# start of Supplied data
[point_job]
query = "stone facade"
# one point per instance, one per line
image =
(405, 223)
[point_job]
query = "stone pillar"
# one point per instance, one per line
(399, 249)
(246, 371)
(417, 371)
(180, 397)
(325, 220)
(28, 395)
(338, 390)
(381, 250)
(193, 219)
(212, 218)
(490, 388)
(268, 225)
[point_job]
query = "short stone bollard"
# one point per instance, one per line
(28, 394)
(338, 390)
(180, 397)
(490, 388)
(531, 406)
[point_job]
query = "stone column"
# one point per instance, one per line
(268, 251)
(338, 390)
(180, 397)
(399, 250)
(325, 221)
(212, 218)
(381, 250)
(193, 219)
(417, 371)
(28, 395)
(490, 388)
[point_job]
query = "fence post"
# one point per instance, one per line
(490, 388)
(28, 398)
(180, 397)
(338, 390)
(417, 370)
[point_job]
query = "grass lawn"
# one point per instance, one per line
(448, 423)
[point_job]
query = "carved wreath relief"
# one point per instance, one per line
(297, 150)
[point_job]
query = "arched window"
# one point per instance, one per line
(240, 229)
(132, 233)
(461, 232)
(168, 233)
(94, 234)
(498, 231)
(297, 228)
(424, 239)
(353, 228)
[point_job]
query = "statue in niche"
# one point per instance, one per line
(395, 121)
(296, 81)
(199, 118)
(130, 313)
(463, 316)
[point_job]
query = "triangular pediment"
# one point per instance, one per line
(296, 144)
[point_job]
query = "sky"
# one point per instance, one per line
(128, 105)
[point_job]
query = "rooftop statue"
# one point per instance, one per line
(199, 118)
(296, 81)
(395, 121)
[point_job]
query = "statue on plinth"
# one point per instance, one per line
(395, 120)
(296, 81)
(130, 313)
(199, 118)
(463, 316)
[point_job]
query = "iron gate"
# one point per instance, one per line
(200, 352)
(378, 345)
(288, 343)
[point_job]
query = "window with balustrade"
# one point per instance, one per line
# end of Supplied data
__Written request__
Output the data above exactly, please, line for line.

__Final answer__
[point_job]
query = "stone facade"
# one point per instance, one per line
image =
(405, 223)
[point_job]
query = "stone pillar"
# one point per instance, one per line
(399, 249)
(246, 371)
(417, 371)
(180, 397)
(325, 220)
(28, 395)
(338, 390)
(381, 250)
(193, 219)
(212, 218)
(490, 388)
(268, 225)
[point_job]
query = "short stone bollard"
# one point per instance, one per line
(28, 394)
(338, 390)
(180, 397)
(490, 388)
(531, 406)
[point_job]
query = "stone column"
# one point per instance, one per line
(268, 251)
(338, 390)
(180, 397)
(399, 250)
(325, 221)
(212, 218)
(381, 250)
(193, 219)
(417, 371)
(28, 395)
(490, 388)
[point_job]
query = "fence post"
# one point per instance, one per line
(490, 388)
(28, 398)
(180, 397)
(338, 390)
(417, 370)
[point_job]
query = "grass lawn"
# one point per instance, one per line
(448, 423)
[point_job]
query = "carved wreath relief"
# one point per instance, one per line
(297, 150)
[point_job]
query = "arched window"
# one point per instance, one per line
(240, 229)
(132, 233)
(461, 232)
(168, 233)
(94, 234)
(498, 231)
(297, 228)
(424, 239)
(353, 228)
[point_job]
query = "statue in niche"
# one point per instance, one per line
(395, 121)
(296, 81)
(199, 118)
(130, 313)
(463, 316)
[point_job]
query = "triangular pediment"
# one point per instance, one per line
(296, 144)
[point_job]
query = "sky"
# one point per instance, one per line
(128, 105)
[point_job]
query = "rooftop statue"
# one point per instance, one per line
(199, 118)
(296, 81)
(395, 121)
[point_job]
query = "statue on plinth"
# one point per instance, one per line
(395, 120)
(296, 81)
(130, 313)
(199, 118)
(463, 316)
[point_job]
query = "iron gate"
# one point per instance, one per line
(200, 352)
(378, 345)
(288, 343)
[point_job]
query = "window with balustrade"
# one point per instance, one per line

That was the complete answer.